> **Text segment**:
* * * * * * *

The election this week of the first Eastern European to the helm of the European Jewish Congress is fueling speculation that the 20-year-old organization will expand its focus beyond issues relating to anti-Semitism, Israel and other Middle East flashpoints.

Moshe Kantor, president of the Russian Jewish Congress, scored a large victory in the Tuesday vote that capped what had evolved into a bitter contest with the incumbent, Tunisian-born Frenchman Pierre Besnainou.

Kantor, 53, will lead the only pan-European Jewish organization devoted primarily to lobbying politicians and the European Union on behalf of Europe’s 3.5 million Jews, often on Middle East-related issues and the need to combat anti-Semitism.

While Kantor does not plan for the EJC to abandon these issues, he has displayed a preference for engaging politicians behind the scenes and has dedicated more resources to promoting Jewish cultural and educational causes.

Kantor’s activities and style stand in vivid contrast to those of Besnainou, who devoted his energies to attacking anti-Semitism and pushing E.U. leaders to be harsher on Iranian President Mahmoud Ahmadinejad .

Kantor, a billionaire philanthropist who has resided in Geneva for 14 years, has promised to expand the 41-country organization’s activities into the field of education and culture, improve fundraising and lessen its financial dependence on the World Jewish Congress.

In the end, it seemed that although EJC members rarely miss a chance to express their solidarity with Israel, they wanted equal focus on their specific European problems.

“It is the job of Israeli ambassadors to speak on behalf of Israel to the European Union,” said Kobi Benatoff of Italy, a past EJC president. “We need to support Israel, but we speak on behalf of European Jewry.”

Kantor’s election was slammed by Leonid Nevzlin, a Russian tycoon who moved to Israel to avoid what he describes as politically motivated criminal charges aimed at punishing him for opposing Russian President Vladimir Putin.

* * * * * * *

> **What you will do**:
Print the passage of the European Jewish Congress text that opens with the words containing "Kantor, 53, will" and closes with "to combat anti-Semitism.", without changing anything. The data that comes next is from a separate source.

* * * * * * *

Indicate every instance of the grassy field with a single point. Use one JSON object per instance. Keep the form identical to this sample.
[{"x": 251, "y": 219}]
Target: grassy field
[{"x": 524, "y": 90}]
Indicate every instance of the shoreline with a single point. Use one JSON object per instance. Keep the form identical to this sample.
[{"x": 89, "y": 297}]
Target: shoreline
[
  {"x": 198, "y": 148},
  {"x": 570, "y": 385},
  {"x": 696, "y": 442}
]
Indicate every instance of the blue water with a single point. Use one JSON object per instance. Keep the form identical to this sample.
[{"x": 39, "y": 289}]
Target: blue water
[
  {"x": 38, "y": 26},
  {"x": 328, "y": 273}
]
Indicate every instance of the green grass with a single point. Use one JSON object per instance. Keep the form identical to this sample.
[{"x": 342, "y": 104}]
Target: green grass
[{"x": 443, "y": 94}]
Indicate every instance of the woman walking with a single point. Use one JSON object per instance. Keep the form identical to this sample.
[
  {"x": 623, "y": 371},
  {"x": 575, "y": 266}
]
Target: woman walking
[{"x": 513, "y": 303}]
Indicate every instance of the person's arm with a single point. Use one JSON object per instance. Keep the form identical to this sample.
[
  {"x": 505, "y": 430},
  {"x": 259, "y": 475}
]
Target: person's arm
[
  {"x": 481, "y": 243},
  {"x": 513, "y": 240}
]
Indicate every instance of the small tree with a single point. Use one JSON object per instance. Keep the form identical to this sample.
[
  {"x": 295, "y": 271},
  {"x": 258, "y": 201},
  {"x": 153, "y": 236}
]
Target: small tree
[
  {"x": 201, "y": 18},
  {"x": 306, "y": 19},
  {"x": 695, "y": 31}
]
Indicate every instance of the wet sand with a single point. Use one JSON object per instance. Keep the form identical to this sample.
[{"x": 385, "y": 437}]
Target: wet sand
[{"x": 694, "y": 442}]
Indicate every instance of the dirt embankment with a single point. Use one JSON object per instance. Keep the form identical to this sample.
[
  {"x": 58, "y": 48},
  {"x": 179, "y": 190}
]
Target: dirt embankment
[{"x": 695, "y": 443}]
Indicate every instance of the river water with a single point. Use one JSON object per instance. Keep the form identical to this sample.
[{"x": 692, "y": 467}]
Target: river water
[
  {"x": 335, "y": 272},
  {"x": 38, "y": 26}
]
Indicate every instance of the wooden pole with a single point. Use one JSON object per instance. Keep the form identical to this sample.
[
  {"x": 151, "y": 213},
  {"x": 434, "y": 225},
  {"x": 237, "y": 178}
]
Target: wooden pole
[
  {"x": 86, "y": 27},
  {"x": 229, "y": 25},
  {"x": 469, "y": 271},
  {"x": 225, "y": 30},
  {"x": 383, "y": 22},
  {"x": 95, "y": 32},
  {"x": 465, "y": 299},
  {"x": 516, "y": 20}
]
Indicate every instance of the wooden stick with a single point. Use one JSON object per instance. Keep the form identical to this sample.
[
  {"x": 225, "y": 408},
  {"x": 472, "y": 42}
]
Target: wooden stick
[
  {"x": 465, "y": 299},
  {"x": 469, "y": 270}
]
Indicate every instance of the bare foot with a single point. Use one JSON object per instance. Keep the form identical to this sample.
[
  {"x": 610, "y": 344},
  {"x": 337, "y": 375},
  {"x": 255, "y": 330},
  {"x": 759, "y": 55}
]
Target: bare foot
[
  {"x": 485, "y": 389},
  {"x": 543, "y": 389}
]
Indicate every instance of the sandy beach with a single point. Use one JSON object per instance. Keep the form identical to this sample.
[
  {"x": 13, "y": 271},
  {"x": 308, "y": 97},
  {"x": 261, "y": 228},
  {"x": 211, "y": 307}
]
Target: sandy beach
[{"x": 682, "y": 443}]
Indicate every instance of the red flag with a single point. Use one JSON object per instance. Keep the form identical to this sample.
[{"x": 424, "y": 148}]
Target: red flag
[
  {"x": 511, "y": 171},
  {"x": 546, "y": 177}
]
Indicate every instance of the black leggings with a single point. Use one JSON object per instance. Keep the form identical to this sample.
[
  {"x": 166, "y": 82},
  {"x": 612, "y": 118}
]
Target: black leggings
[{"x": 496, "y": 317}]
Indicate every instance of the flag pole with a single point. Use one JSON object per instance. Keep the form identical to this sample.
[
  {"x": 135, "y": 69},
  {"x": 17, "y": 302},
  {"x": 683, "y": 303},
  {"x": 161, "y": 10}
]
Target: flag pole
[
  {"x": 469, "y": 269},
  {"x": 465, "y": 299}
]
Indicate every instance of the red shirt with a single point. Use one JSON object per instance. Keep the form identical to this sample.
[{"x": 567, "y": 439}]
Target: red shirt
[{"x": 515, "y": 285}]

* * * * * * *

> **Answer to the exercise**:
Kantor, 53, will lead the only pan-European Jewish organization devoted primarily to lobbying politicians and the European Union on behalf of Europe’s 3.5 million Jews, often on Middle East-related issues and the need to combat anti-Semitism.